### WHAT TO WORK ON
Output the part of the data that opens with the line containing "target: **mangrove sapling**" and closes with the line containing "task: trace the outline of every instance of the **mangrove", repeating every line exactly.

**** TASK INPUT ****

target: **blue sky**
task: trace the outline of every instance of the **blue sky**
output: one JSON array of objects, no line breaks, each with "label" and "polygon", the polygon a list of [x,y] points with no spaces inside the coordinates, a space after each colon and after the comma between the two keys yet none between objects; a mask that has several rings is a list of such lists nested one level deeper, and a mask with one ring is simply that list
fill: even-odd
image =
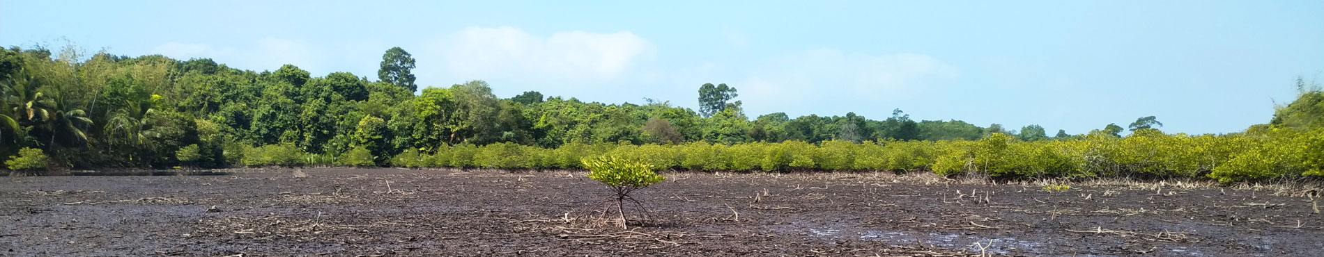
[{"label": "blue sky", "polygon": [[771,112],[1039,124],[1084,133],[1267,123],[1324,79],[1324,1],[0,1],[0,45],[293,63],[421,86],[487,80],[606,103],[696,108],[703,83]]}]

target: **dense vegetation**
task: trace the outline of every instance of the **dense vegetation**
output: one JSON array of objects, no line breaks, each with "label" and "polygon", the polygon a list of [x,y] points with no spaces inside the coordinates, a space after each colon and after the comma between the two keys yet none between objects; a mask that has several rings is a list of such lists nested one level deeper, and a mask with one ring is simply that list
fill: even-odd
[{"label": "dense vegetation", "polygon": [[[1158,175],[1243,181],[1324,175],[1324,92],[1233,134],[1166,134],[1156,117],[1131,133],[855,113],[749,119],[736,88],[703,84],[700,108],[669,101],[584,103],[530,91],[510,99],[481,80],[418,90],[395,47],[377,79],[230,69],[73,47],[0,54],[0,156],[9,169],[224,166],[581,167],[610,154],[702,170],[932,170],[994,177]],[[417,91],[417,95],[416,95]],[[20,152],[20,149],[24,149]],[[15,165],[20,163],[20,165]]]}]

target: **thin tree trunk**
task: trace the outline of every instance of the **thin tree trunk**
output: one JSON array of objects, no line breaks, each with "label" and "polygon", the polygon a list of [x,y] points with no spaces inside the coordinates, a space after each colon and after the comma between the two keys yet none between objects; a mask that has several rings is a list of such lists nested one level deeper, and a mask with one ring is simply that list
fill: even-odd
[{"label": "thin tree trunk", "polygon": [[621,214],[621,229],[629,229],[629,227],[626,227],[626,224],[625,224],[625,207],[624,206],[625,206],[625,200],[624,199],[616,199],[616,212]]}]

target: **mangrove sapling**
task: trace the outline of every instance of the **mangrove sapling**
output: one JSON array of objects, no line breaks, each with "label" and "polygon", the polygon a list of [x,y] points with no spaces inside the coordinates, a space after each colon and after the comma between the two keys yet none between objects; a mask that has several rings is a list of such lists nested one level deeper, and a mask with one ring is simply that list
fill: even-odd
[{"label": "mangrove sapling", "polygon": [[[630,192],[649,185],[662,182],[662,177],[654,171],[654,166],[643,162],[626,161],[617,157],[585,157],[580,159],[589,170],[588,178],[606,185],[612,190],[612,196],[606,203],[616,202],[616,212],[621,216],[621,229],[629,228],[625,223],[625,202],[629,200],[643,210],[643,203],[630,196]],[[602,215],[610,211],[610,206],[602,210]]]}]

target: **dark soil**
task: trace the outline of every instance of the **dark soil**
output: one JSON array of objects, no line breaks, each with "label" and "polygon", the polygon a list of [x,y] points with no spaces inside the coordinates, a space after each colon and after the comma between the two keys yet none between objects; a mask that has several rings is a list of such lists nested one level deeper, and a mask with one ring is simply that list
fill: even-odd
[{"label": "dark soil", "polygon": [[1266,188],[679,173],[621,229],[583,171],[302,171],[0,178],[0,256],[1324,256]]}]

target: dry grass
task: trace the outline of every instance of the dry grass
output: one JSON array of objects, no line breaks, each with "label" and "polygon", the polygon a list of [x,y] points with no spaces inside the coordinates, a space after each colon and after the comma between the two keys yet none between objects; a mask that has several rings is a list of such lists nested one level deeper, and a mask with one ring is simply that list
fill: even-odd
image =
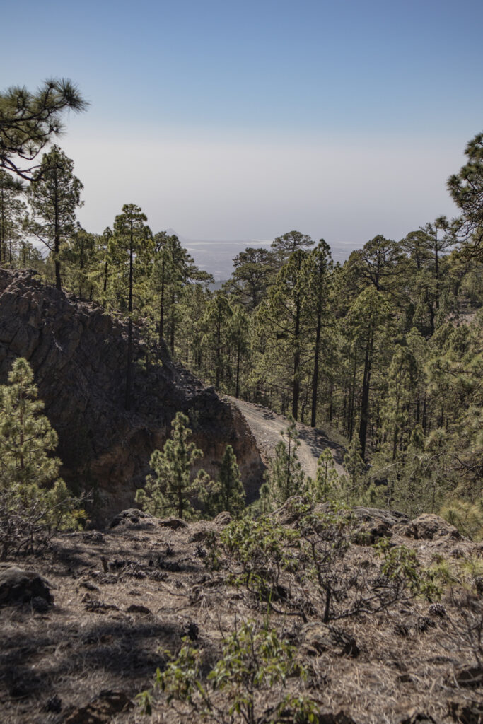
[{"label": "dry grass", "polygon": [[[206,673],[237,621],[254,618],[261,623],[264,605],[226,586],[222,573],[205,568],[203,531],[215,527],[121,526],[97,543],[82,534],[66,535],[45,555],[20,561],[48,578],[55,605],[45,614],[27,605],[0,610],[2,724],[59,724],[104,689],[134,697],[165,665],[165,652],[176,653],[188,634],[203,651]],[[405,542],[427,560],[434,557],[427,542]],[[353,560],[361,550],[354,547]],[[337,647],[319,652],[306,645],[304,632],[320,620],[316,614],[308,625],[272,614],[271,625],[298,647],[309,673],[306,683],[290,679],[288,687],[303,690],[324,711],[343,710],[357,724],[398,724],[413,709],[436,723],[453,722],[450,702],[474,702],[483,693],[455,680],[459,668],[475,663],[464,636],[466,594],[458,590],[445,595],[445,615],[413,601],[336,622],[356,639],[356,657]],[[133,605],[150,613],[130,613]],[[277,696],[275,690],[262,692],[261,710]],[[54,696],[62,702],[60,713],[46,710]],[[151,720],[134,709],[112,720],[160,724],[193,717],[160,699]]]}]

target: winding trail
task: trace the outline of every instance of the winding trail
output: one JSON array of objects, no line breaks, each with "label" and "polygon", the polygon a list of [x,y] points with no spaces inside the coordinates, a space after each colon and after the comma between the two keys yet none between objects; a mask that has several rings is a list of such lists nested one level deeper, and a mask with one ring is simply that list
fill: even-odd
[{"label": "winding trail", "polygon": [[[288,426],[288,421],[282,415],[277,415],[261,405],[254,405],[230,396],[227,396],[227,399],[232,405],[238,408],[246,420],[261,458],[266,464],[268,460],[274,455],[277,444],[282,439],[281,433],[285,432]],[[340,475],[344,473],[342,463],[345,450],[342,445],[331,440],[324,430],[319,428],[314,429],[298,422],[297,430],[301,443],[298,456],[302,468],[307,475],[315,477],[317,460],[326,447],[329,447],[332,453],[337,473]]]}]

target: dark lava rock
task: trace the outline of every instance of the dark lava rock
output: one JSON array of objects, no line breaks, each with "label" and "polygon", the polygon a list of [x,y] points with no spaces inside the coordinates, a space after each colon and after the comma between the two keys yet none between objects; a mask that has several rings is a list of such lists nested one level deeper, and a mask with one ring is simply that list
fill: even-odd
[{"label": "dark lava rock", "polygon": [[64,724],[107,724],[117,714],[127,712],[133,706],[124,691],[101,691],[86,707],[71,712]]},{"label": "dark lava rock", "polygon": [[0,563],[0,605],[25,603],[35,599],[52,603],[49,582],[34,571]]},{"label": "dark lava rock", "polygon": [[122,523],[131,523],[135,525],[141,520],[143,523],[147,522],[148,520],[152,521],[152,515],[145,513],[143,510],[138,510],[137,508],[130,508],[126,510],[122,510],[121,513],[119,513],[113,518],[111,521],[109,528],[116,528]]},{"label": "dark lava rock", "polygon": [[88,511],[93,524],[104,526],[133,505],[178,411],[190,417],[202,466],[214,479],[227,445],[232,446],[253,501],[264,466],[241,413],[173,364],[164,343],[148,348],[140,324],[133,325],[133,342],[127,411],[127,320],[42,284],[29,270],[0,269],[0,384],[16,358],[28,360],[59,435],[63,477],[67,485],[98,491],[98,504]]},{"label": "dark lava rock", "polygon": [[62,710],[62,700],[54,695],[48,699],[43,707],[44,712],[51,712],[53,714],[60,714]]},{"label": "dark lava rock", "polygon": [[413,709],[408,712],[404,719],[401,719],[400,724],[436,724],[436,722],[429,714]]},{"label": "dark lava rock", "polygon": [[483,701],[448,703],[450,714],[458,724],[483,724]]},{"label": "dark lava rock", "polygon": [[136,603],[133,603],[131,605],[126,609],[126,613],[142,613],[144,615],[149,614],[151,612],[146,606],[140,606]]},{"label": "dark lava rock", "polygon": [[188,528],[186,521],[183,521],[182,518],[175,518],[174,516],[161,518],[158,521],[158,525],[161,526],[161,528],[171,528],[174,531],[177,530],[178,528]]},{"label": "dark lava rock", "polygon": [[424,513],[411,521],[404,534],[416,540],[437,540],[448,536],[452,540],[461,540],[461,534],[454,526],[439,515]]},{"label": "dark lava rock", "polygon": [[340,655],[356,657],[359,648],[350,634],[325,623],[307,623],[301,631],[303,648],[308,655],[319,656],[325,651],[337,651]]}]

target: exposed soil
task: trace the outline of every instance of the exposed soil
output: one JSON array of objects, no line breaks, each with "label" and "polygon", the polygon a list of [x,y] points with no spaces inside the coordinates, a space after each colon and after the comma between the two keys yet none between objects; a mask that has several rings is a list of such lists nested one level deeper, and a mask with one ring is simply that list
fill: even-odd
[{"label": "exposed soil", "polygon": [[[392,543],[414,548],[426,563],[442,555],[458,566],[470,554],[482,555],[481,546],[444,521],[440,525],[436,516],[410,525],[384,511],[375,520],[379,513],[370,510],[358,515],[366,526],[382,526]],[[193,724],[196,717],[176,714],[162,696],[151,719],[135,706],[125,707],[151,685],[156,667],[162,670],[168,660],[166,651],[177,652],[183,636],[202,650],[206,672],[222,637],[240,621],[263,625],[266,603],[230,585],[223,570],[204,564],[207,535],[226,523],[224,513],[214,522],[177,528],[172,519],[127,518],[102,533],[57,536],[46,553],[17,559],[15,565],[48,579],[54,603],[39,607],[35,599],[0,608],[1,724]],[[348,565],[372,556],[369,547],[354,544]],[[465,597],[455,584],[443,596],[442,612],[413,599],[335,622],[356,651],[319,646],[319,610],[308,612],[306,622],[272,613],[270,626],[297,647],[309,672],[305,683],[287,681],[288,689],[318,702],[327,713],[324,723],[479,724],[483,681],[466,686],[459,674],[462,668],[477,668],[474,647],[461,633]],[[481,612],[481,599],[478,605]],[[481,676],[481,666],[478,670]],[[261,692],[262,711],[277,693]],[[465,707],[476,712],[474,718],[458,718],[454,712]],[[337,717],[341,711],[346,718]]]},{"label": "exposed soil", "polygon": [[[282,439],[282,433],[288,426],[287,418],[276,414],[261,405],[247,403],[236,397],[227,397],[227,399],[238,407],[246,420],[262,459],[266,463],[274,454],[277,444]],[[341,445],[331,440],[327,433],[320,429],[314,429],[298,422],[297,430],[301,443],[297,455],[306,475],[315,477],[317,460],[326,447],[332,453],[337,473],[344,473],[342,463],[345,450]]]}]

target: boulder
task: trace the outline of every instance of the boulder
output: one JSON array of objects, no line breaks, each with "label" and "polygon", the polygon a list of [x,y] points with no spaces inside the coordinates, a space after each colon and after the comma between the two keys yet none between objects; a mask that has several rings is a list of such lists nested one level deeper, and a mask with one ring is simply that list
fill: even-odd
[{"label": "boulder", "polygon": [[462,539],[461,534],[457,528],[443,518],[431,513],[424,513],[411,521],[405,526],[403,534],[416,540],[438,540],[441,538],[448,538],[459,541]]},{"label": "boulder", "polygon": [[[9,563],[0,563],[0,605],[41,599],[52,603],[49,584],[35,571],[24,571]],[[36,608],[39,609],[36,601]]]},{"label": "boulder", "polygon": [[137,508],[130,508],[126,510],[122,510],[121,513],[118,513],[111,521],[109,528],[117,528],[117,526],[123,523],[130,523],[133,525],[136,525],[140,521],[141,523],[146,523],[149,519],[152,521],[152,515],[144,513],[143,510],[139,510]]},{"label": "boulder", "polygon": [[127,411],[126,320],[43,285],[28,270],[0,269],[0,384],[16,357],[28,361],[59,436],[62,477],[96,487],[96,504],[88,511],[95,525],[134,504],[151,455],[162,448],[178,411],[190,418],[193,442],[203,450],[199,467],[216,479],[231,445],[247,497],[254,500],[264,466],[241,413],[174,364],[164,344],[148,349],[141,325],[133,326],[133,337]]}]

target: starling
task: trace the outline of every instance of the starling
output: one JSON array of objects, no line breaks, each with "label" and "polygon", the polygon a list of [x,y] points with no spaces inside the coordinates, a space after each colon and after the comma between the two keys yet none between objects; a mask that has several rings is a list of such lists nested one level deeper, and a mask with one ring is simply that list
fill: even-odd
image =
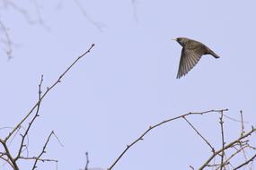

****

### COMPLETE ANSWER
target: **mangrove sapling**
task: trace the outline of every instance of the **mangrove sapling**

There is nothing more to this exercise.